■ Short exercise:
Rewrite the listing stretch from the line containing "fixture shown in this photo, matching this sample?" through the line containing "point(349, 347)", renaming "ottoman" to "footstool" and leaving everything else unchanged. Return only those lines.

■ Dataset excerpts:

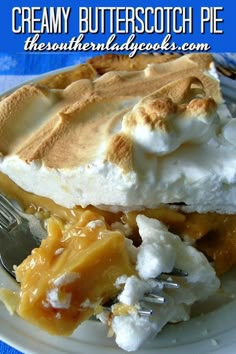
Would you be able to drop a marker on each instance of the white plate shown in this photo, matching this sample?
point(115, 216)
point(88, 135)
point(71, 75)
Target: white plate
point(211, 330)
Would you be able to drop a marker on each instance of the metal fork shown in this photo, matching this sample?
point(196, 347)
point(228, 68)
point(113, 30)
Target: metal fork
point(20, 233)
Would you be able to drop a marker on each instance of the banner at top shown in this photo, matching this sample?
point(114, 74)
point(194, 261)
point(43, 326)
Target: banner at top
point(88, 26)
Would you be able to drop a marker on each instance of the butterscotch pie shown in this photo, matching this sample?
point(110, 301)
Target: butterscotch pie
point(131, 165)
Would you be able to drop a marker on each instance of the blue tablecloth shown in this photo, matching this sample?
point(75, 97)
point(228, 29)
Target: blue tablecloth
point(19, 67)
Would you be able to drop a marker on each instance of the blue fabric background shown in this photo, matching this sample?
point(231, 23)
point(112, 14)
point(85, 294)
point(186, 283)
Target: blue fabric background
point(24, 64)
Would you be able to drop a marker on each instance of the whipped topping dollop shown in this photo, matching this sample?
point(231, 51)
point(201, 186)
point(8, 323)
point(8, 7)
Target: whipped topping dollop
point(160, 126)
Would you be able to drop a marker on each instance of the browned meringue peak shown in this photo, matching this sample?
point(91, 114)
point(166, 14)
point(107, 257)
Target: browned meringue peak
point(64, 78)
point(73, 130)
point(156, 110)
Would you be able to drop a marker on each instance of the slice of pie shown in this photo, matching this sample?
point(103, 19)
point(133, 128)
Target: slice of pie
point(117, 150)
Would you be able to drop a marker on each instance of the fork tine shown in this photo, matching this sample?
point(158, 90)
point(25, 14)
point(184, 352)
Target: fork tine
point(8, 216)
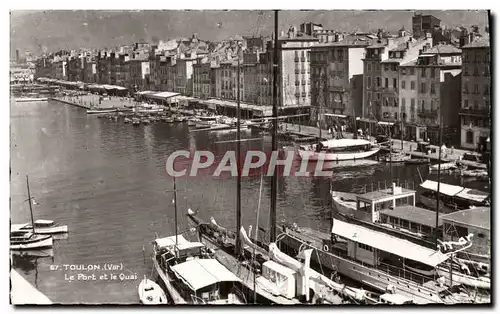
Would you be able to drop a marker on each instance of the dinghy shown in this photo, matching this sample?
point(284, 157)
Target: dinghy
point(150, 293)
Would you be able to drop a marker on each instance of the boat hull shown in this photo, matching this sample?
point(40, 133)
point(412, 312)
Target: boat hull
point(471, 281)
point(40, 243)
point(31, 99)
point(315, 156)
point(374, 278)
point(151, 293)
point(47, 230)
point(341, 206)
point(431, 203)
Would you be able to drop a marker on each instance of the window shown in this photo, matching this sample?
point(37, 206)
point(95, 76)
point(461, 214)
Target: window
point(423, 88)
point(486, 70)
point(469, 137)
point(486, 89)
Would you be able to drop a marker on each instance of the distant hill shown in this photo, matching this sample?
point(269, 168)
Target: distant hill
point(55, 30)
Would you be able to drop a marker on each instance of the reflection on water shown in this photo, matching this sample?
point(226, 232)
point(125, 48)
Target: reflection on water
point(106, 180)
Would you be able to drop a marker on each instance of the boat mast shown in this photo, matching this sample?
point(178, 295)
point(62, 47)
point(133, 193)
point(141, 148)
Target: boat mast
point(238, 157)
point(439, 176)
point(274, 179)
point(175, 208)
point(31, 208)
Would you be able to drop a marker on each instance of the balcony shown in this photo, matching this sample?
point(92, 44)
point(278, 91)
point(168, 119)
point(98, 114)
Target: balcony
point(481, 112)
point(427, 113)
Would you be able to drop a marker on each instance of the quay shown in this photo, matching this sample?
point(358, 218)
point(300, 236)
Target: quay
point(23, 293)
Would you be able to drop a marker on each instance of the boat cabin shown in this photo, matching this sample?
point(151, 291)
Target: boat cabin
point(476, 221)
point(206, 281)
point(454, 196)
point(340, 145)
point(369, 205)
point(397, 256)
point(394, 299)
point(411, 219)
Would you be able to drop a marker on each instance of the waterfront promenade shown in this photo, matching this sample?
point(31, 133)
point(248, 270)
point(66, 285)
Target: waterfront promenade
point(23, 293)
point(91, 100)
point(408, 146)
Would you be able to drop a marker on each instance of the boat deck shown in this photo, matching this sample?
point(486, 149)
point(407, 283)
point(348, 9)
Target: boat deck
point(246, 275)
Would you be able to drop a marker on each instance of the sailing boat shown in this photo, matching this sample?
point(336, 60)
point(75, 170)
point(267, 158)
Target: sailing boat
point(22, 240)
point(190, 274)
point(336, 149)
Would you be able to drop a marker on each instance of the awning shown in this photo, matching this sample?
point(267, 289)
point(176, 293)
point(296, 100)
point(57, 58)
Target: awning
point(145, 92)
point(200, 273)
point(335, 115)
point(472, 195)
point(387, 243)
point(445, 189)
point(163, 95)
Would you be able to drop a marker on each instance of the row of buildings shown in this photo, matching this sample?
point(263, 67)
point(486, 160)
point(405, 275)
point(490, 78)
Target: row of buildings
point(405, 82)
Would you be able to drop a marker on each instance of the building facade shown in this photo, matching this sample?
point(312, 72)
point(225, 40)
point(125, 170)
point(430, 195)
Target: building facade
point(337, 78)
point(475, 112)
point(432, 88)
point(294, 62)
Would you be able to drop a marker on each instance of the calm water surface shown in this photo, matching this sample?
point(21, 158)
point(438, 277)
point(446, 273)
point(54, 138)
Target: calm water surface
point(106, 180)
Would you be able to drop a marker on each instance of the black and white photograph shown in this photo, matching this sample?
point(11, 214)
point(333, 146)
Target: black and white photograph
point(250, 157)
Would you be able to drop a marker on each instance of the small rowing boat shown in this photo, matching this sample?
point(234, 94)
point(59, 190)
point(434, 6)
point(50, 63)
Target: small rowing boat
point(43, 226)
point(150, 293)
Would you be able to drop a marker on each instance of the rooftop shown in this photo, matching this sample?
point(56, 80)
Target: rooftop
point(444, 49)
point(482, 42)
point(477, 216)
point(413, 214)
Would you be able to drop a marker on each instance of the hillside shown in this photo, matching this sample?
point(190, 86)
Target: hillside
point(54, 30)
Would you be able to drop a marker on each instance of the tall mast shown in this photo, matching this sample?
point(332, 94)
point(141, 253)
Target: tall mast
point(439, 174)
point(31, 208)
point(238, 157)
point(274, 179)
point(175, 208)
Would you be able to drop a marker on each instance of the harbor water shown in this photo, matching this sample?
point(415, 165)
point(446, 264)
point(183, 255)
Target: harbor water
point(106, 180)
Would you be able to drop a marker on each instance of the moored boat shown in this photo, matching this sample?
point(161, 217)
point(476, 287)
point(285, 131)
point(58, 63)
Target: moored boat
point(150, 293)
point(338, 149)
point(31, 99)
point(20, 240)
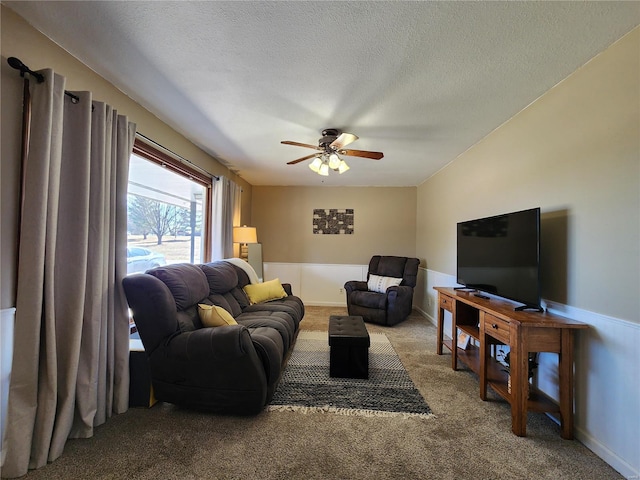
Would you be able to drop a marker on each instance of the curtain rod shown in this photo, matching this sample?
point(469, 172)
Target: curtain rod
point(189, 162)
point(18, 65)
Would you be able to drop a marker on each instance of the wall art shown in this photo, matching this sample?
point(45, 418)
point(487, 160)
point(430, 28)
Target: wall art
point(334, 221)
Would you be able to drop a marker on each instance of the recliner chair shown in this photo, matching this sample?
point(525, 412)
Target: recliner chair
point(386, 297)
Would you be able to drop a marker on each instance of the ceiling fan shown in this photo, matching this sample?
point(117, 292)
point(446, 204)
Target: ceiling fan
point(329, 146)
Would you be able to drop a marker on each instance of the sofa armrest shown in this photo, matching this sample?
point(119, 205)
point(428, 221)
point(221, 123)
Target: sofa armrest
point(221, 357)
point(287, 288)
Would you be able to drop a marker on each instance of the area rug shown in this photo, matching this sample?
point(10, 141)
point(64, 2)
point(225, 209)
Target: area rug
point(307, 387)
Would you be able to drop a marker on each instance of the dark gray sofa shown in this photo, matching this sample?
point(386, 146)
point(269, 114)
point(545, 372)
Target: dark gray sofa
point(231, 369)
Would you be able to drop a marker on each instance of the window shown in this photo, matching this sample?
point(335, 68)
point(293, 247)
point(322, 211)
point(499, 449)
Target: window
point(168, 210)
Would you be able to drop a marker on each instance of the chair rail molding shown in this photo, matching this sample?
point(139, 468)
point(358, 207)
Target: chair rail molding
point(606, 360)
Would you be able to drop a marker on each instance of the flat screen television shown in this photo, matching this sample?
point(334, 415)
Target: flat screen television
point(501, 255)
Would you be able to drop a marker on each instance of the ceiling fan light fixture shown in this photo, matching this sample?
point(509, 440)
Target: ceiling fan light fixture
point(324, 170)
point(343, 167)
point(334, 161)
point(316, 164)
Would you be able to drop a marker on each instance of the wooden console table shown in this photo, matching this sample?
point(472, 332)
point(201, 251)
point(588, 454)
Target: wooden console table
point(495, 322)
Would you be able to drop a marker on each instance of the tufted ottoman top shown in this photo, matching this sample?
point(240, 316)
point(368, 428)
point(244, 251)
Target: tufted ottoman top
point(347, 331)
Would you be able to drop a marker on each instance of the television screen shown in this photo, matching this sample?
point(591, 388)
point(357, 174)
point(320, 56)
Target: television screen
point(501, 255)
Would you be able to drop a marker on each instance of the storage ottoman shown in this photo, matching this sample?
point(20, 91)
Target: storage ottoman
point(349, 347)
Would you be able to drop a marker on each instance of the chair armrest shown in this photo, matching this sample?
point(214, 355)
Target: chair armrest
point(355, 285)
point(399, 303)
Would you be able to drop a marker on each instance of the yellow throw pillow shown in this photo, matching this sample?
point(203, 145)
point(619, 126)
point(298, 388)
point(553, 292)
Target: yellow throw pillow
point(263, 292)
point(213, 316)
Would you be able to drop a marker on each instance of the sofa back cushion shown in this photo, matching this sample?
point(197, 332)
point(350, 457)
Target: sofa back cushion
point(188, 285)
point(223, 286)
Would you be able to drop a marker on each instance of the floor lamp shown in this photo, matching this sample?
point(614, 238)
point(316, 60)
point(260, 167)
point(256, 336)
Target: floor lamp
point(244, 235)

■ Solved exercise:
Would you be able to drop a marker on each instance of the ceiling fan light fixture shown in this photo, matching this sample?
point(509, 440)
Target: ceiling fan light fixture
point(324, 170)
point(343, 167)
point(334, 161)
point(316, 164)
Would you be able to drop a marker on each instance of the wooden console table shown in this photo, matching this sample?
point(472, 332)
point(201, 251)
point(588, 454)
Target: wooden console table
point(495, 322)
Would you be able to drop a marker on each instance of the tufted footstool top shown in this photo, matching this sample?
point(240, 316)
point(368, 428)
point(244, 251)
Target: tufted footstool top
point(347, 331)
Would you be able to drop a marker on each instance of the television screen shown in this photo, matching this sample?
point(591, 388)
point(357, 174)
point(320, 56)
Target: television screen
point(501, 255)
Would you be able to drop a marker on each instance of the storage footstool shown in this photo, matching this sample?
point(20, 91)
Target: storage footstool
point(349, 347)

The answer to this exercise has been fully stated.